[Aim of the exercise]
Identify every line in the data below that contains the word "stem", and copy each of those lines.
* START Data *
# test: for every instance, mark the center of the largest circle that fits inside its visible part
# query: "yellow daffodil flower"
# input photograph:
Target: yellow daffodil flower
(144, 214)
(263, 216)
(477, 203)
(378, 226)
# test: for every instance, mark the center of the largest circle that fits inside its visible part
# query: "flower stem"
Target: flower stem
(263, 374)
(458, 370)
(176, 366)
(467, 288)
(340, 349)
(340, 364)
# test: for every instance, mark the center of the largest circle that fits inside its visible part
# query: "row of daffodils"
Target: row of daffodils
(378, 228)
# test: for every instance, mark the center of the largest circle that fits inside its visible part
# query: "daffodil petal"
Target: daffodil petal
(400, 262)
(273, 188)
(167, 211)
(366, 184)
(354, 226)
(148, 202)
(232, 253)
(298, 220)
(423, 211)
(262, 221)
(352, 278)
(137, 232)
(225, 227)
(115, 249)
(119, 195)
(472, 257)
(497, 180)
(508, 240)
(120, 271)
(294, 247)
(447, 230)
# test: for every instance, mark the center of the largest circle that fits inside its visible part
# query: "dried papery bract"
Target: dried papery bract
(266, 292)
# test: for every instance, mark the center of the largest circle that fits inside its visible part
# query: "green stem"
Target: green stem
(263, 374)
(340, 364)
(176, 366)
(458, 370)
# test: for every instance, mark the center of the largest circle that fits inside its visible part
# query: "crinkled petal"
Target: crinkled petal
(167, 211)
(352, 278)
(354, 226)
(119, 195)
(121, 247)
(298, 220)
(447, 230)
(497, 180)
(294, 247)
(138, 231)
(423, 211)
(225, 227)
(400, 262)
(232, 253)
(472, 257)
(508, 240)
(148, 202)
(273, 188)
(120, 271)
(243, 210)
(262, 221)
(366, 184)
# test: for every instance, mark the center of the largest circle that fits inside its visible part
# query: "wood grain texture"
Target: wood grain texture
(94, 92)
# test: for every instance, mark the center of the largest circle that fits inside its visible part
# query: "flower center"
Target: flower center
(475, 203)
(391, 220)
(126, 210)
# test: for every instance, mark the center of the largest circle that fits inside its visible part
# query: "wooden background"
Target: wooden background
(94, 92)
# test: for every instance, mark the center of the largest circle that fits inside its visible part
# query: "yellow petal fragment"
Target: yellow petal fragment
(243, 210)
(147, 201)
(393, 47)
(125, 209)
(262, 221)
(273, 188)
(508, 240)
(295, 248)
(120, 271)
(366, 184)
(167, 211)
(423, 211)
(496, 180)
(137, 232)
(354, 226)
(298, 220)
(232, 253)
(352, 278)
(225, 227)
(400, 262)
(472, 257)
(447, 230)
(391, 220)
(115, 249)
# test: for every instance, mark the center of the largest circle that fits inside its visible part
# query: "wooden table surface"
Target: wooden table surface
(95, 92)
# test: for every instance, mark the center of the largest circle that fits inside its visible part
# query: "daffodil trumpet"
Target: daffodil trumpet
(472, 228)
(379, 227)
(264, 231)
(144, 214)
* END Data *
[Full output]
# query: "flower stem"
Target: flower stem
# query: "green stem"
Target: green stem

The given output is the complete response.